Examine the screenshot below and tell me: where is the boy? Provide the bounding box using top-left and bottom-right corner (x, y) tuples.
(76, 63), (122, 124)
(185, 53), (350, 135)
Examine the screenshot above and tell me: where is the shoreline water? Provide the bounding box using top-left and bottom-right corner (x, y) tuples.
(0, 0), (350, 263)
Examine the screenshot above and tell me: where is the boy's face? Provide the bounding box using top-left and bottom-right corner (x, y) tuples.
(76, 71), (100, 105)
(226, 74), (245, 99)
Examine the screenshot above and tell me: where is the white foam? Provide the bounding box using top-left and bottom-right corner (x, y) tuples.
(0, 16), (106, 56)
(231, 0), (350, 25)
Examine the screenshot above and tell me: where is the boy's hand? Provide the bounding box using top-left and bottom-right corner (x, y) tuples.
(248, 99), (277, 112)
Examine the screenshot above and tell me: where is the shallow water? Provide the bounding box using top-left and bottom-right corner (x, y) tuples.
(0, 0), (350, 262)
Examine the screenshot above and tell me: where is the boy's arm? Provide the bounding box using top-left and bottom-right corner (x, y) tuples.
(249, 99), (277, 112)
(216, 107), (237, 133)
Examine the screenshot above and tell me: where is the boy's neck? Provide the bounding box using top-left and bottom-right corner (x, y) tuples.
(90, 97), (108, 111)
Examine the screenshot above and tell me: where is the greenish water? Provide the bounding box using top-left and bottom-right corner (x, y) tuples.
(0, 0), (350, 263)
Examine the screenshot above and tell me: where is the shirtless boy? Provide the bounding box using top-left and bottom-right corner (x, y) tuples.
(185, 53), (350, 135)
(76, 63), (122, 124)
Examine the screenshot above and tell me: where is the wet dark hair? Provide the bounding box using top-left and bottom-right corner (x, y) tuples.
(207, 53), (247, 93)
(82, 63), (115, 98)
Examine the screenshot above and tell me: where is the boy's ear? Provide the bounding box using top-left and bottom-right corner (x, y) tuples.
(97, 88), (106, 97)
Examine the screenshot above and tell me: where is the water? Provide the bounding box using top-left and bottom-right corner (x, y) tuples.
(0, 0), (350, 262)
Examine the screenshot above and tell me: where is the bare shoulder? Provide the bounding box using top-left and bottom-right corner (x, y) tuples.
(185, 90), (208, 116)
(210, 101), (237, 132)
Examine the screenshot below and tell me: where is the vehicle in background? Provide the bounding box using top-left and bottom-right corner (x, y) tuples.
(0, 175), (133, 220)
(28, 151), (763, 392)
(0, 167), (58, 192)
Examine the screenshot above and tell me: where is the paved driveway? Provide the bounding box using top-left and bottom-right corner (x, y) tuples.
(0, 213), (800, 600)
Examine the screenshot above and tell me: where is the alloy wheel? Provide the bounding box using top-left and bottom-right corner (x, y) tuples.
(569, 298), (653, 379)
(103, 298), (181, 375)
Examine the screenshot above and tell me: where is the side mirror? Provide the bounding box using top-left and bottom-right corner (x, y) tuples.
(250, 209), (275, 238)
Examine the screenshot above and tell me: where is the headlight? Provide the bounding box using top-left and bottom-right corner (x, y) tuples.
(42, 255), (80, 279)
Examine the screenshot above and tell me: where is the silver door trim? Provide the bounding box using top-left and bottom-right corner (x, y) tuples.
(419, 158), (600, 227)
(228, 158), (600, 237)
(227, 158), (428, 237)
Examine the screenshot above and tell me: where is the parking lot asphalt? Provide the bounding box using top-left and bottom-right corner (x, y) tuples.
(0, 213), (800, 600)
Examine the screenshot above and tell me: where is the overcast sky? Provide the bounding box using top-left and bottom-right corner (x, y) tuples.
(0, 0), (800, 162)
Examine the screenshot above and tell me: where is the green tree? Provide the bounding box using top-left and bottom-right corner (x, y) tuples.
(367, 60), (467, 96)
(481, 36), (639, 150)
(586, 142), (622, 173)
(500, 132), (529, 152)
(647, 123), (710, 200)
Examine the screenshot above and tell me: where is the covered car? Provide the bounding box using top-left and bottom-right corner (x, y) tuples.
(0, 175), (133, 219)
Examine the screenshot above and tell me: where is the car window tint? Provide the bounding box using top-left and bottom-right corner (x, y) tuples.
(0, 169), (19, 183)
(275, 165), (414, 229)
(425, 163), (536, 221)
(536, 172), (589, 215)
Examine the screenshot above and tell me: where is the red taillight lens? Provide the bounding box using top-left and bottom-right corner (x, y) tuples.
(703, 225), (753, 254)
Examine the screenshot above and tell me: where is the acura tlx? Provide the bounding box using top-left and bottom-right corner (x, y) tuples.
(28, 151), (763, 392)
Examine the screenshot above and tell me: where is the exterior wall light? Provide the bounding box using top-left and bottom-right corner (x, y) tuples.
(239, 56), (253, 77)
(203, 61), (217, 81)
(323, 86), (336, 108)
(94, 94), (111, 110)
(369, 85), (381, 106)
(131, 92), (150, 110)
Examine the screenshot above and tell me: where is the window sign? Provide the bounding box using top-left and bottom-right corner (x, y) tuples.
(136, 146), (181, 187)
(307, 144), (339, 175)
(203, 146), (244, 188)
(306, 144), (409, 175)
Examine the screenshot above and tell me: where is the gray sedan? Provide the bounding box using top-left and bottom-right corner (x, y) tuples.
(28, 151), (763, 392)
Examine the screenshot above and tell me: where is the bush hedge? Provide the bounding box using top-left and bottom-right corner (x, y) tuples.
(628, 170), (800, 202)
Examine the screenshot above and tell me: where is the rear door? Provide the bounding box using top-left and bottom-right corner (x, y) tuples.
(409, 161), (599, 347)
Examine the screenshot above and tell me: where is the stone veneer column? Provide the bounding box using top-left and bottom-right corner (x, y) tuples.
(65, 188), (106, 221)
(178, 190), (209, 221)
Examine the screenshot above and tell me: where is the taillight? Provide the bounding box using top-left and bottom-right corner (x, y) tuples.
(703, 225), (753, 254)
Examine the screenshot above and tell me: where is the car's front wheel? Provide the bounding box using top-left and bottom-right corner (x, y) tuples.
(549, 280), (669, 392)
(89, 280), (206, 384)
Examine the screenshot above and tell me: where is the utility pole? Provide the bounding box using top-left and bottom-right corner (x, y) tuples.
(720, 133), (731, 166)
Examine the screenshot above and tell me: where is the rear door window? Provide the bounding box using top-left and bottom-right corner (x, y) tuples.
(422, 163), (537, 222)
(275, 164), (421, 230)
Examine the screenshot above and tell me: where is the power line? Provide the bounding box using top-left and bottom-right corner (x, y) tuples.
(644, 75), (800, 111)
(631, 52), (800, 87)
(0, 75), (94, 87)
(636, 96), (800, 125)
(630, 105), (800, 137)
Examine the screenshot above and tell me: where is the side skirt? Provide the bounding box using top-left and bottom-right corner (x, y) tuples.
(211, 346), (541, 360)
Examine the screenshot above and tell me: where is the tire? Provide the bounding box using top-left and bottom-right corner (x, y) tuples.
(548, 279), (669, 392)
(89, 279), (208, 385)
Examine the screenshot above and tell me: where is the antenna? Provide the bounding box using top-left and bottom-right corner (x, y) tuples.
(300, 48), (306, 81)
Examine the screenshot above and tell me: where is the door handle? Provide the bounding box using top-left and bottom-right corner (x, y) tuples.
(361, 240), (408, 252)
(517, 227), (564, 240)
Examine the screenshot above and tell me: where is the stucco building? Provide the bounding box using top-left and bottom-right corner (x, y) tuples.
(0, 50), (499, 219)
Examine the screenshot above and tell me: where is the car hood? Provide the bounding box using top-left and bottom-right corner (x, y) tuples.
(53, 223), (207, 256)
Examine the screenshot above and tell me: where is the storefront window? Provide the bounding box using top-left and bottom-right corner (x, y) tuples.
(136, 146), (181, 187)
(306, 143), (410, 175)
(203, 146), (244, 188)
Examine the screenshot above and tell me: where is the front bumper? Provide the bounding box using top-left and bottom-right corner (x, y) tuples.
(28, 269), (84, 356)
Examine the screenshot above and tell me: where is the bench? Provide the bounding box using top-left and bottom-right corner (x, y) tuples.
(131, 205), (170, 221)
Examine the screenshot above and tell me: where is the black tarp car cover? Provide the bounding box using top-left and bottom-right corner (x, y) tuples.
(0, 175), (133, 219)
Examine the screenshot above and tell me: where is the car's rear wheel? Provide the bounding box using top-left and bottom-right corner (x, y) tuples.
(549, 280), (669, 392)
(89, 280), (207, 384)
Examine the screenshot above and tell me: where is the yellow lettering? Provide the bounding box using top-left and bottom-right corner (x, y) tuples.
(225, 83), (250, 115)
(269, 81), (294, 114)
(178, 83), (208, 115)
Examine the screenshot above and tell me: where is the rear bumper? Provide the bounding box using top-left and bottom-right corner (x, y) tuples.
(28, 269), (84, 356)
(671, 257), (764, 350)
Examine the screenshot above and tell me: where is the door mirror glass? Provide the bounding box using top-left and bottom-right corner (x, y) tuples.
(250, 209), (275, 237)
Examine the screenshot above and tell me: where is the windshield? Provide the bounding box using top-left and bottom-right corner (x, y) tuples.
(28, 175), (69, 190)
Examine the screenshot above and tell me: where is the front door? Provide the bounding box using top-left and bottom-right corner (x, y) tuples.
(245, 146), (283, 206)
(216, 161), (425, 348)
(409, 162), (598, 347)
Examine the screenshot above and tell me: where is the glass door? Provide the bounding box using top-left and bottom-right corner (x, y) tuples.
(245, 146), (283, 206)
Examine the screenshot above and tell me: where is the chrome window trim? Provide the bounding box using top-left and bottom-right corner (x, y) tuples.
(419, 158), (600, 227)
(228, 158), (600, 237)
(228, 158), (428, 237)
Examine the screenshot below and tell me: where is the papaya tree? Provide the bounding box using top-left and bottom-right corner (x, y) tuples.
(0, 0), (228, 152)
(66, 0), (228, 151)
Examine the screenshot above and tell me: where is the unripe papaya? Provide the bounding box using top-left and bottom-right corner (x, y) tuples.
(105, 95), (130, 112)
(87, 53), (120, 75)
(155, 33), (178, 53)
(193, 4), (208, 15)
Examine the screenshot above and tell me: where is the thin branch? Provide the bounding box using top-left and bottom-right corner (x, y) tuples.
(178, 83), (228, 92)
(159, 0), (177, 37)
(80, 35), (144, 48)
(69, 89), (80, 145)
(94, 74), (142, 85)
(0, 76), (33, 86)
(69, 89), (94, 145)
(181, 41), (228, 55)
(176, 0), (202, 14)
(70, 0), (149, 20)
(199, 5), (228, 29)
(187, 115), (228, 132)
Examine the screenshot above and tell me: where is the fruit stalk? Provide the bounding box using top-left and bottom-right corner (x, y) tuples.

§ §

[Aim] Switch "overcast sky" to "cloudy sky" in the rows, starting with the line with "Examine the screenshot above and tell me: where is the parking" and going on through the line with "(0, 0), (800, 162)". Return only those lines, with everything else left unchanged.

[Worked answer]
Examine the screenshot above and tell me: where is the parking lot asphalt? Provide the bounding box using top-left and bottom-right corner (x, y) tuples.
(0, 213), (800, 600)
Examine the screenshot above and tell me: where is the cloudy sky? Provide the bounding box using top-left and bottom-right corner (x, y) tuples.
(0, 0), (800, 162)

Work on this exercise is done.